#### [Excerpt provided]

********************

The Jobs Market and Wages show more inconsistency in forecasts: Wages in the form of direct compensation – salaried and hourly will likely rise particularly for low wage/low skill employees as many cannot justify the cost of working. Wages for professionals and technical employees including professionals and senior management are also likely to rise as long service employees are seemingly retiring. Airlines have released date which demonstrate the number of retirement eligible senior pilots who used to avoid retirement before mandatory age requirements – are now retiring earlier.
Questions continue to arise around various service jobs ranging from medical professionals to drivers. How bad will the shortage be in the near future as more attractive jobs continue to emerge or re-emerge. Governmental and private research is a bit inconsistent in their reporting and while some of the differences may be as a result of capturing slightly different timelines and various locations, it is clear that the labour market broadly defined, and employee compensation practices will be unsettled until other issues are resolved.
Unresolved Issues contributing to the variables we observe include but are not limited to matters largely beyond the control of individual employers, businesses, or employees. The somewhat more destabilized global issues – political, military, the Covid-19 pandemic and trade related all have an impact. Some specifics include:
1. The ongoing conflict and disturbance caused by the former president and his supporters
2. Division instead of consensus in our governmental action which is increasing societal, racial and economic conflicts. Consensus building is no longer readily possible, so reforms, economic recovery and life are generally harder.
3. Environmental issues and environmental remediation which require governmental consensus and support are being slowed.
4. Governmental and judicial inquiries into the conduct of political entities, citizens and business are disturbing progress.
5. Securities markets are increasingly volatile in the face of governmental inconsistency and lack of leadership.
US businesses and Global businesses doing business in the US are for the moment not particularly unsettled but as political figures disparage the business interests of our trading partners, concerns mount amongst investors, employers, economists, and government.
As we have analysed the varied predictions for growth and inflation, it is impossible to overlook the possibility of economic unsettlement as the western world contends with internal conflicts. As well, it is a contentious period amongst stake holders in Eastern Europe, particularly the relationships between the Russian and the Ukraine as well as the material refugee crisis emanating from the US withdrawal from Afghanistan. Continued issues with China and the impact of Covid-19, which are quite unsettled, make forecasts for 2022 very tenuous.

********************

[Point-per-instance localization data]
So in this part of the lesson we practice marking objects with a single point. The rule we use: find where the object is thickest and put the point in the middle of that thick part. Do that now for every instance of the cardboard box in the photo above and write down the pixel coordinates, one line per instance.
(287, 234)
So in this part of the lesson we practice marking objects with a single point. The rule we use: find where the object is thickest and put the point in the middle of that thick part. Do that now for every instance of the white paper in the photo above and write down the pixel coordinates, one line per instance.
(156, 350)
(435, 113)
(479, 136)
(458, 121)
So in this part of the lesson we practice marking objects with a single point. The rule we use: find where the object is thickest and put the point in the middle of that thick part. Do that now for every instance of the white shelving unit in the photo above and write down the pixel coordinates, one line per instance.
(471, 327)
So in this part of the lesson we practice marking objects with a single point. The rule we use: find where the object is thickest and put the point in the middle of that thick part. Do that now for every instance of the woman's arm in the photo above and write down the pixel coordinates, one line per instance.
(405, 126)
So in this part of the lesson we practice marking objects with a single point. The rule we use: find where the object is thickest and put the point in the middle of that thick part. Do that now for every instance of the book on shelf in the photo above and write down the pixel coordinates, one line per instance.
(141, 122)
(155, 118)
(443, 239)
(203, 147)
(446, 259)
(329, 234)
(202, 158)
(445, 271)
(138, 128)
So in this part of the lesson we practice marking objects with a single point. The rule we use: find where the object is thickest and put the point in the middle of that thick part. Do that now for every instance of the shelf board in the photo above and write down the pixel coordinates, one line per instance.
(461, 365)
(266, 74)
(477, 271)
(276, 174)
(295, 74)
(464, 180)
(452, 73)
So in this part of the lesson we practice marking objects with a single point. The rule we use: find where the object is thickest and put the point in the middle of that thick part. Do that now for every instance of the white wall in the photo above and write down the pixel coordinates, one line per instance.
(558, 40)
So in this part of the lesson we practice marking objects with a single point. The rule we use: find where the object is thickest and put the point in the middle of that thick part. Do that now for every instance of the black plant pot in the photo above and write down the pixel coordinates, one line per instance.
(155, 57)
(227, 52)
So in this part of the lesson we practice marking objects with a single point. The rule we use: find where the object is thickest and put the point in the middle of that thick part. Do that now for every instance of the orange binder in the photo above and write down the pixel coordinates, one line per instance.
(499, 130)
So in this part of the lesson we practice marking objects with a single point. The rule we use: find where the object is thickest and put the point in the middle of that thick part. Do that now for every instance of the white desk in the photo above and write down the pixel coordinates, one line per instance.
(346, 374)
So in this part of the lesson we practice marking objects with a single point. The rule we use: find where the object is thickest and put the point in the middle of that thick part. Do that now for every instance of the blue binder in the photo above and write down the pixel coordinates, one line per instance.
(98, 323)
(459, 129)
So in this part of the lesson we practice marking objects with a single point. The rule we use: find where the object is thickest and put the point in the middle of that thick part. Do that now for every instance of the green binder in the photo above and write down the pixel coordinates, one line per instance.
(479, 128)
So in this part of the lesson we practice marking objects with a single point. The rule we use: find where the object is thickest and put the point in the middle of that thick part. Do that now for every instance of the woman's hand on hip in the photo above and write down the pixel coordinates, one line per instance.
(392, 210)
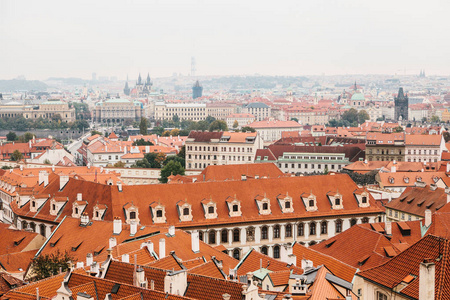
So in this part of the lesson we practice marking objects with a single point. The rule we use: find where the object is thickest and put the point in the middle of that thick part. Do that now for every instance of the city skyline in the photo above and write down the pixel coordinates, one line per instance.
(52, 39)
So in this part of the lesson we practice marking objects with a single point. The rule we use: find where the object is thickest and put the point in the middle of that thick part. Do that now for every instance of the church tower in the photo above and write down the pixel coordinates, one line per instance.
(197, 90)
(401, 106)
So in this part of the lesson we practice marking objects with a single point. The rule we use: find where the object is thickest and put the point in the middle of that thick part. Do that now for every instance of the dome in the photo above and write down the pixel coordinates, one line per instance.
(358, 97)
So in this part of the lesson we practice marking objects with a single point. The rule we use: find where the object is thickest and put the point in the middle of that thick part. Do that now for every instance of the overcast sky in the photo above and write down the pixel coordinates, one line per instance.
(40, 39)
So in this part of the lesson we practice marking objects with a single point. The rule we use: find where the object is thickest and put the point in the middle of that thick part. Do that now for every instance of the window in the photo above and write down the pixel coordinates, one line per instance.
(212, 237)
(236, 254)
(276, 251)
(276, 232)
(301, 229)
(312, 228)
(224, 235)
(288, 230)
(236, 235)
(264, 233)
(338, 226)
(264, 250)
(323, 227)
(381, 296)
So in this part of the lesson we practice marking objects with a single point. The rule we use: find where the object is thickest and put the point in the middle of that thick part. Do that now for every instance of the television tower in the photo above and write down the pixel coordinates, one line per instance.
(193, 68)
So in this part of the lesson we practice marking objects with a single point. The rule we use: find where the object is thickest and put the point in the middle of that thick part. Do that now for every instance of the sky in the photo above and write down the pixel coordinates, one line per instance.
(41, 39)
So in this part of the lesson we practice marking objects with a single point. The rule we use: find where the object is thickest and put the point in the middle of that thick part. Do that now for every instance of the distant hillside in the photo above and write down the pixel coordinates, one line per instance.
(21, 85)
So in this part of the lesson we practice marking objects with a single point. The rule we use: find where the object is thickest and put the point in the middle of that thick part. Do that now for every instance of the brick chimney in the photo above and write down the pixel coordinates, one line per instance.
(427, 271)
(117, 225)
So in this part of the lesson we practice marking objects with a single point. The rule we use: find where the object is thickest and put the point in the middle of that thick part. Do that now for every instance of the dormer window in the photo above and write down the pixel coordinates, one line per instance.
(234, 206)
(209, 208)
(285, 202)
(363, 199)
(309, 200)
(263, 204)
(99, 211)
(184, 211)
(131, 213)
(158, 212)
(335, 200)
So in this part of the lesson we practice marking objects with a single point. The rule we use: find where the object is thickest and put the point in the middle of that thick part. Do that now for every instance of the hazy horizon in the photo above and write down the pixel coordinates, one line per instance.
(42, 39)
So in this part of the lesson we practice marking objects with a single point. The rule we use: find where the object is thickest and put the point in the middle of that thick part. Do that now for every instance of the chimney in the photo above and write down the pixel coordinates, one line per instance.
(148, 245)
(89, 259)
(427, 218)
(388, 228)
(172, 230)
(426, 279)
(117, 225)
(84, 220)
(63, 179)
(112, 242)
(162, 248)
(195, 241)
(133, 227)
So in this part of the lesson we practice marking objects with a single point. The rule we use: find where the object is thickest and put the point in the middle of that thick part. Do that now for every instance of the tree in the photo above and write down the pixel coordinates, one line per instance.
(218, 125)
(119, 164)
(363, 116)
(11, 136)
(248, 129)
(435, 119)
(16, 156)
(142, 142)
(210, 119)
(172, 168)
(143, 126)
(48, 265)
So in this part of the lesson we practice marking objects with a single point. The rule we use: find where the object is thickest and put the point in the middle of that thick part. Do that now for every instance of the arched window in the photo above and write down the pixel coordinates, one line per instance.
(264, 250)
(224, 236)
(236, 235)
(301, 229)
(42, 229)
(236, 253)
(324, 227)
(212, 237)
(276, 251)
(264, 233)
(338, 226)
(276, 232)
(312, 228)
(288, 230)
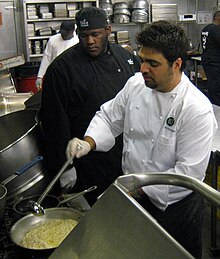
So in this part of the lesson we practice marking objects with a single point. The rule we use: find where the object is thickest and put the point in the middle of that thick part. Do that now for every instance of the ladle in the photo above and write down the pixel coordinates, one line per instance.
(36, 208)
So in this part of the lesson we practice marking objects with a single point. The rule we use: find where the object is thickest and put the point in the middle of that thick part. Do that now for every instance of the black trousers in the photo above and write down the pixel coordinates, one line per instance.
(183, 220)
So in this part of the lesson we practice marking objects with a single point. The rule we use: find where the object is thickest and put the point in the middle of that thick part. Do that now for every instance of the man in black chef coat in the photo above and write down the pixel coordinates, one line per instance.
(210, 38)
(76, 84)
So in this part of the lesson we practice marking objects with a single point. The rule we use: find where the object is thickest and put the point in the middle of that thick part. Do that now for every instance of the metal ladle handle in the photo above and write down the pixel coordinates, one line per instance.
(50, 186)
(78, 194)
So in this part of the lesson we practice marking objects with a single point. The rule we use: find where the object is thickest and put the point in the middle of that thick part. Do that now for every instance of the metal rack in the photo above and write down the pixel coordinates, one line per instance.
(46, 22)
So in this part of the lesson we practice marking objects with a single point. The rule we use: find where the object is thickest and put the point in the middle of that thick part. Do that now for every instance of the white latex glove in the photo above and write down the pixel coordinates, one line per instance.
(77, 148)
(38, 83)
(68, 179)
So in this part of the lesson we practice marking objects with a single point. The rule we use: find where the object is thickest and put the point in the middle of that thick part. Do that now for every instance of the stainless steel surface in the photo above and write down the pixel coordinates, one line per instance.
(36, 206)
(13, 102)
(164, 12)
(134, 181)
(26, 223)
(22, 141)
(74, 196)
(22, 170)
(8, 46)
(118, 227)
(6, 82)
(3, 193)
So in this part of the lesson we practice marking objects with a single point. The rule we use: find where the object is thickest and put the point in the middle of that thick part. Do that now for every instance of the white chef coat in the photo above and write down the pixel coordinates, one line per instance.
(55, 46)
(163, 132)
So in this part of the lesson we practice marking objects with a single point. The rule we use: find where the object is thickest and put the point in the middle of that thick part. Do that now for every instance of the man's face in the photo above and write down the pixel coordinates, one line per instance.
(95, 41)
(157, 72)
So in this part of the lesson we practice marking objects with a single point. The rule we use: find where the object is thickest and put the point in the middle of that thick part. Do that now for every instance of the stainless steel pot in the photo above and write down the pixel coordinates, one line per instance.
(22, 206)
(22, 140)
(25, 224)
(3, 193)
(3, 189)
(13, 102)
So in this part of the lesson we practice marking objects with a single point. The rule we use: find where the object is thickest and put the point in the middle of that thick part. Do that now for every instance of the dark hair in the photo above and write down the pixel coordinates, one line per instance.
(167, 38)
(216, 15)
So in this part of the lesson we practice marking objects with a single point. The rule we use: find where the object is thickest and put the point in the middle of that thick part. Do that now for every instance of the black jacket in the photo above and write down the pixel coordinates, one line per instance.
(74, 88)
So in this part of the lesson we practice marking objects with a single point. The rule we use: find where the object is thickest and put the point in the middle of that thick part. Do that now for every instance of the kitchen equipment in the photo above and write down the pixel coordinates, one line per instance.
(164, 12)
(6, 82)
(117, 226)
(13, 102)
(140, 4)
(26, 223)
(3, 193)
(22, 140)
(18, 172)
(121, 18)
(23, 206)
(36, 206)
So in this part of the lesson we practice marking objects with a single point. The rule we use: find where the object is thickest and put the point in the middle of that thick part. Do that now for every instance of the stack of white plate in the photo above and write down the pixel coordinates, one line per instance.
(140, 11)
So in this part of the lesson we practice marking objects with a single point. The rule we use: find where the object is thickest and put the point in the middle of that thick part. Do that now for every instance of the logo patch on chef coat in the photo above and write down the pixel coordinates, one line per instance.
(170, 121)
(130, 62)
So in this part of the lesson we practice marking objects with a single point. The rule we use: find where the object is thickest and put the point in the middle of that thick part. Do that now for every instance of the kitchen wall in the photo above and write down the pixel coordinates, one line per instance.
(184, 6)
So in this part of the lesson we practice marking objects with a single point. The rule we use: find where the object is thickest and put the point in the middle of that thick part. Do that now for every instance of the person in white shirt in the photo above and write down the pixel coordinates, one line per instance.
(168, 126)
(57, 43)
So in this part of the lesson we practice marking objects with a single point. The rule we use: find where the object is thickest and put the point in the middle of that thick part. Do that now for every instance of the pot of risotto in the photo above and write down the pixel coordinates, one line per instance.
(46, 231)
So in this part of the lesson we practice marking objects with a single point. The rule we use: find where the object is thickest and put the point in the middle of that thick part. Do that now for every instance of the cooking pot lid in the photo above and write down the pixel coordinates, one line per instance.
(15, 126)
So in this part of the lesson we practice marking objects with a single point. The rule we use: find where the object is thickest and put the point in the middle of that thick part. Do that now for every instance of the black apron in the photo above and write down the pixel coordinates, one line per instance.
(100, 168)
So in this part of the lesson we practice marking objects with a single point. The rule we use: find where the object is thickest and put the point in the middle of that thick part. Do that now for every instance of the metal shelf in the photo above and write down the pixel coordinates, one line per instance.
(48, 22)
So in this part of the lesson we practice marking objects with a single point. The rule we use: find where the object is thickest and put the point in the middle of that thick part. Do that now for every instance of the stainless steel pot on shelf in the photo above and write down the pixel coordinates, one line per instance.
(22, 140)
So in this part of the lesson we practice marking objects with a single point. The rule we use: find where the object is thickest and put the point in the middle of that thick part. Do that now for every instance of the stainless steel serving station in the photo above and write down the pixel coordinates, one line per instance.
(215, 163)
(118, 227)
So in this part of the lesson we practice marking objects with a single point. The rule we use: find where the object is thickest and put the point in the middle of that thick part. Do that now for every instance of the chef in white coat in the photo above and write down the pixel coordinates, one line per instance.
(57, 43)
(168, 126)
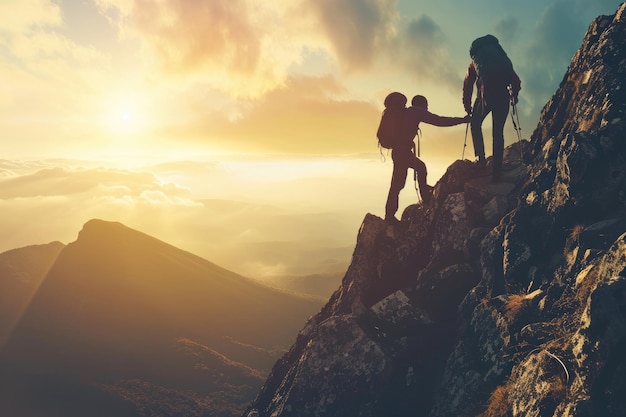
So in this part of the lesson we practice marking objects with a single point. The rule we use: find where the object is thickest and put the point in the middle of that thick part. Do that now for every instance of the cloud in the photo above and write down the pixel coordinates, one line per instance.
(506, 29)
(80, 183)
(47, 200)
(357, 29)
(26, 15)
(423, 48)
(248, 47)
(241, 46)
(555, 38)
(306, 115)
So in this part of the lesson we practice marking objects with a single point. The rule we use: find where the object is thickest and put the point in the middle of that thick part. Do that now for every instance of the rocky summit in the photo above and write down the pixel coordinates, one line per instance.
(496, 299)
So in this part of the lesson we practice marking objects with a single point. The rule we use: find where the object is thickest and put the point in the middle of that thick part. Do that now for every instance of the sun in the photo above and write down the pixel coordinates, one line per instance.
(125, 114)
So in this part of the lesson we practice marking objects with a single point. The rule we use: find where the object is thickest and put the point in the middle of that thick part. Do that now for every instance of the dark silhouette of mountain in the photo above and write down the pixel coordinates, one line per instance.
(495, 299)
(129, 325)
(21, 273)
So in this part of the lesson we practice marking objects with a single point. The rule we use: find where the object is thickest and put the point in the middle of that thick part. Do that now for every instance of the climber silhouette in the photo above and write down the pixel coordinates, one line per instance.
(403, 155)
(492, 72)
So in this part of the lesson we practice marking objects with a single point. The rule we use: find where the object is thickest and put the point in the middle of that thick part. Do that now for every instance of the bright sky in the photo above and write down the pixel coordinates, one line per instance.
(243, 130)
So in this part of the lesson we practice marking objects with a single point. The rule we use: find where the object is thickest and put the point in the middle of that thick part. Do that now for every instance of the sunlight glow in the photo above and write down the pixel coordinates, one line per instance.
(125, 114)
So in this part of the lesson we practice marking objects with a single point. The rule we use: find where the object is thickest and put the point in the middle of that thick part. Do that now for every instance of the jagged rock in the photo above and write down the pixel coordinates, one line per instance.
(503, 299)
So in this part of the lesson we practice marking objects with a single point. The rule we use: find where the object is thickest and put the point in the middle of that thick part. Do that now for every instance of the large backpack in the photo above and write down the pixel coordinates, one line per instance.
(492, 64)
(390, 129)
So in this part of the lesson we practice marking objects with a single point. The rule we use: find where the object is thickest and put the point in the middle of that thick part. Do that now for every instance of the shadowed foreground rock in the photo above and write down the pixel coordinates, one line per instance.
(504, 299)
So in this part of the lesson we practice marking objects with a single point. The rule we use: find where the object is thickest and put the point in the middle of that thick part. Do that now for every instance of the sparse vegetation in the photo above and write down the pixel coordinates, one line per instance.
(498, 405)
(513, 306)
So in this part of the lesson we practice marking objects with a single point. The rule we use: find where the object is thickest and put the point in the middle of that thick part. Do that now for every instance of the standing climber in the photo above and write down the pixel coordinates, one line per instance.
(492, 72)
(403, 153)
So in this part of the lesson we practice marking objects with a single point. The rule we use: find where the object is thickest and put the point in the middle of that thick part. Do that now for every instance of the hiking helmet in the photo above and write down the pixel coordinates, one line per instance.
(419, 101)
(482, 42)
(395, 100)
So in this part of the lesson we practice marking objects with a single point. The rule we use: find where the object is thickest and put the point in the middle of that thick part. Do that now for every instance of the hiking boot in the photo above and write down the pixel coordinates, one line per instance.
(392, 221)
(426, 194)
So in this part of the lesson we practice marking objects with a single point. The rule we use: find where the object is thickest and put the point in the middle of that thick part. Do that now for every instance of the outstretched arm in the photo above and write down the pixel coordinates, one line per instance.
(443, 121)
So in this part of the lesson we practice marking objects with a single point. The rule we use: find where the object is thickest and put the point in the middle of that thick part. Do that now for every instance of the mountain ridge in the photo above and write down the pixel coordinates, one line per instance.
(495, 299)
(134, 323)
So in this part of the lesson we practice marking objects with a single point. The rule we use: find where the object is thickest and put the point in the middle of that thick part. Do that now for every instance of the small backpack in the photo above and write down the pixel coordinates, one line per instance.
(390, 129)
(492, 64)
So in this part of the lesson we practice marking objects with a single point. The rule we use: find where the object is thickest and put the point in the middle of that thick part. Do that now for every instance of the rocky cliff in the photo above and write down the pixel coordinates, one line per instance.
(504, 299)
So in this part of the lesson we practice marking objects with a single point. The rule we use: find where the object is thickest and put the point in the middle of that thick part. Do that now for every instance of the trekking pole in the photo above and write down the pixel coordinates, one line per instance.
(516, 125)
(465, 142)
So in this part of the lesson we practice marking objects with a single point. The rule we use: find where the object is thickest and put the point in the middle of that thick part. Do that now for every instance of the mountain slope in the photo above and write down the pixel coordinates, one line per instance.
(504, 299)
(119, 305)
(21, 272)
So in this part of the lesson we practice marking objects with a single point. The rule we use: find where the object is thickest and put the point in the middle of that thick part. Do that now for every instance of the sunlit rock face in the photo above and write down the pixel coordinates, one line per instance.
(497, 299)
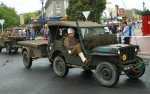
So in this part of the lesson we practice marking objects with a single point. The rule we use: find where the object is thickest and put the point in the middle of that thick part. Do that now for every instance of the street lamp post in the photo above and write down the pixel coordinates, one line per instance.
(42, 1)
(143, 5)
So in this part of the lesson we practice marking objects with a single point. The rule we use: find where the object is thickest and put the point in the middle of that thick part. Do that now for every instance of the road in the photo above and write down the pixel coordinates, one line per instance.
(40, 79)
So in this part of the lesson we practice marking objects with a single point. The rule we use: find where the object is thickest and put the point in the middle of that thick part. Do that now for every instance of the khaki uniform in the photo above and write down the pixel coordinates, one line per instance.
(71, 43)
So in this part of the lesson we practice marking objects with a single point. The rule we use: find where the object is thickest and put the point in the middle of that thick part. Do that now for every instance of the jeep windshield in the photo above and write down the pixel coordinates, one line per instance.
(90, 31)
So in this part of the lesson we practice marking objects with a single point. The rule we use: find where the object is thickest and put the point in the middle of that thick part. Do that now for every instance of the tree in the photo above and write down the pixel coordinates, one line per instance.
(76, 7)
(28, 16)
(10, 16)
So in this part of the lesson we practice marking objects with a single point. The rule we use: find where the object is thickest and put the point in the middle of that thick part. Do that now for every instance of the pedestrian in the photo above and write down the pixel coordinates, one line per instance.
(127, 33)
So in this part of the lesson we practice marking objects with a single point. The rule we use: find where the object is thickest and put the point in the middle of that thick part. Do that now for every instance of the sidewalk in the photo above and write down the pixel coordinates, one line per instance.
(143, 42)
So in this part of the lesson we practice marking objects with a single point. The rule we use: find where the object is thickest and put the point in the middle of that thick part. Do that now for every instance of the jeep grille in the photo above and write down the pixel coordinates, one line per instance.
(129, 52)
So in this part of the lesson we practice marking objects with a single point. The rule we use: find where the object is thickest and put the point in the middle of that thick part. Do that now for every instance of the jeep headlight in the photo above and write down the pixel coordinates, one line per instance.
(136, 49)
(119, 52)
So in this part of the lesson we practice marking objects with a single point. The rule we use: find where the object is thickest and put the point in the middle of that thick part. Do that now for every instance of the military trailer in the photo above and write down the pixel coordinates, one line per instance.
(33, 49)
(108, 58)
(10, 43)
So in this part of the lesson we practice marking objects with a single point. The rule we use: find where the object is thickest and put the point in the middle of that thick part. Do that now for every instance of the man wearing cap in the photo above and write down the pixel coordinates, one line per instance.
(73, 46)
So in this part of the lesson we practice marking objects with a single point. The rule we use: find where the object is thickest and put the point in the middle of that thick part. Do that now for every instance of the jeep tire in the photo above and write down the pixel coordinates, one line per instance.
(27, 60)
(107, 74)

********************

#### [Task set]
A) From the excerpt on wages and the labor market, quote the passage from "US businesses and" up to and including "2022 very tenuous.".
B) Answer these questions using the excerpt on wages and the labor market:
(i) Which employees' wages will likely rise because many cannot justify the cost of working?
(ii) According to the third numbered issue, what is being slowed?
(iii) Forecasts for which year does the excerpt call very tenuous?
C) List the types of somewhat more destabilized global issues that the excerpt on wages and the labor market names.

#### [Responses in order]
A)
US businesses and Global businesses doing business in the US are for the moment not particularly unsettled but as political figures disparage the business interests of our trading partners, concerns mount amongst investors, employers, economists, and government.
As we have analysed the varied predictions for growth and inflation, it is impossible to overlook the possibility of economic unsettlement as the western world contends with internal conflicts. As well, it is a contentious period amongst stake holders in Eastern Europe, particularly the relationships between the Russian and the Ukraine as well as the material refugee crisis emanating from the US withdrawal from Afghanistan. Continued issues with China and the impact of Covid-19, which are quite unsettled, make forecasts for 2022 very tenuous.

B)
(i) Low wage/low skill employees
(ii) Environmental issues and environmental remediation
(iii) 2022

C)
Political
Military
The Covid-19 pandemic
Trade related